Note each line in the data holding the string "rock" and report it.

• • • •

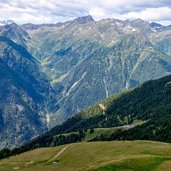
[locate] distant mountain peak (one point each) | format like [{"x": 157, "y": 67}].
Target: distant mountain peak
[
  {"x": 6, "y": 22},
  {"x": 84, "y": 19}
]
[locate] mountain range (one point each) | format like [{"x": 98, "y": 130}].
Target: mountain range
[{"x": 52, "y": 71}]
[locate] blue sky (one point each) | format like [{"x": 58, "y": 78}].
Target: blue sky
[{"x": 53, "y": 11}]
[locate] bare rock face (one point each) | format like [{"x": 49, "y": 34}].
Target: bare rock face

• • • •

**Task response:**
[locate] bare rock face (one point each) | format like [{"x": 49, "y": 34}].
Target: bare rock face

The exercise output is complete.